Calories In has a similar problem. You can’t know with any degree of certainty how many calories you consumed, because in US, food companies can legally understate calories by up to 17%, and many understate by more. The non-processed foods you eat are not sufficiently uniform to be estimated with much better precision. The variation between 2 ribeye’s could be 40% just based on marbling and trimming.

So now you’ve got at 20% estimate problem on the Calories In, and you’ve got 40% estimate problem on your Calories out. Managing to that number is not necessarily going to get good results.

But that’s not the real problem. The real problem is that calorie partitioning is controlled by hormones once they get into your body. Insulin is the major player here. If insulin is elevated, your ability to burn stored fat is impaired. The percentage of calories consumed that you convert to fat is increased. Since you’re 240lbs and 5:11, there is a decent probability that you have insulin resistance and that this is a major problem for you. There are a few dozen other hormones that will similarly bedevil your efforts but that’s too much typing. So let’s just say that you have a hormone problem.

Fortunately, you have a hormone solution. The 2 hormones that interpret this whole complicated mess in a meaningful way are Gherlin and Leptin. These are your satiety hormones. One makes you feel hungry, one makes you feel full. If you listen to them carefully, and do what they tell you, they will by and large leave you alone and so will the other trillion cells involved in your metabolism. If you fight back, you set off a metabolic chain of events like the reduction of resting metabolic rate, increase in cortisol, increased hunger, decreased satiety, and so on until your metabolism succeeds in storing fat. That’s what most people accomplish by using force of will to adhere to an arbitrary calorie target. They lose 15lbs and then gain back 20.

■ **Data for analysis**
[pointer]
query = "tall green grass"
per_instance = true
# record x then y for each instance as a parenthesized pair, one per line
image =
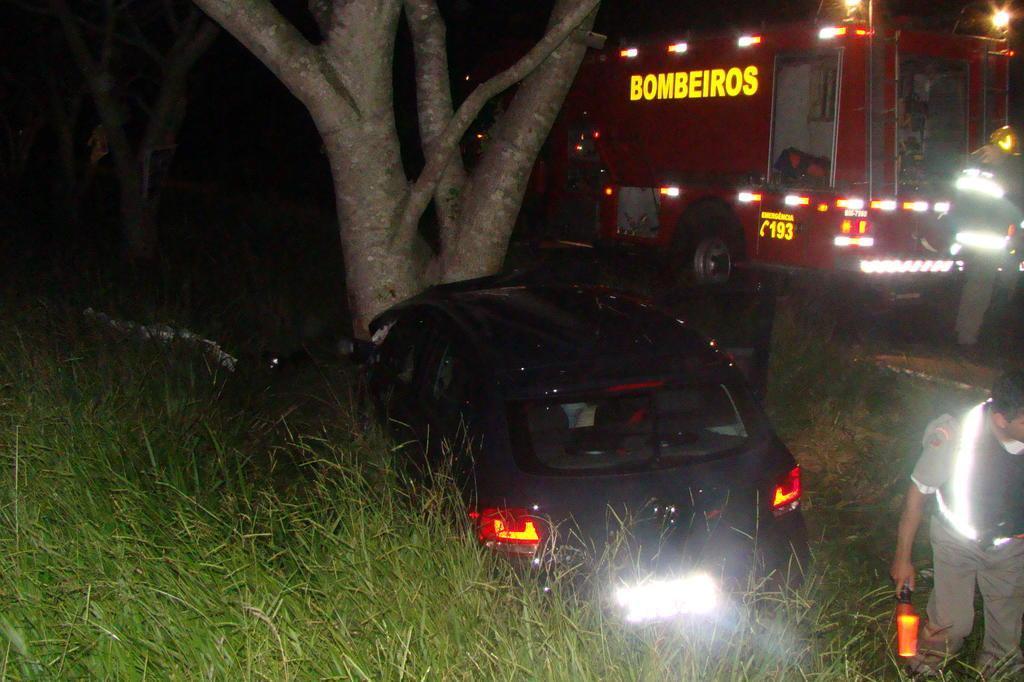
(157, 521)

■ **Required actions**
a) In the passage on calories and hormones, by how much can US food companies legally understate calories?
b) Continue the passage on calories and hormones, starting right after its last sentence.
The rows were taken from a separate source.

■ **Responses**
a) By up to 17%.

b)
So your choice is really whether or not you will force your metabolism to fight back, reinforcing a vicious cycle, or trust your satiety hormones to slowly guide you down to a healthy body weight. When you realize that your body has 2 million years of practice burning/conserving body fat, and all you have is a spreadsheet, choosing the latter is not as crazy as it sounds!


(Carl Keller) #17

To add to some of the great advice already said here, I will say that you can do everything perfectly ketogenic and something as simple as stress can prevent you from losing any weight. The phrase KCKO is often repeated in the forum and for very good reason.

I doubt you all gained weight at the same rate so it’s unfair to assume you will lose at the same rate. Everyone is different and how deranged our metabolism is often determines how quickly we start seeing good results on the scale. If you are restricting carbs and eating single item, whole foods, you can rest assured that you are healing. That is the most crucial step in a healthy weight loss scenario.

If you are doing 30 net carbs, I would recommend trying 20 net. If it’s 30 total, then I think you should be fine as long as you keep making the right food choices.


(Mark) #18

I do cook all my own food except for whole foods such as spinach, cheese etc.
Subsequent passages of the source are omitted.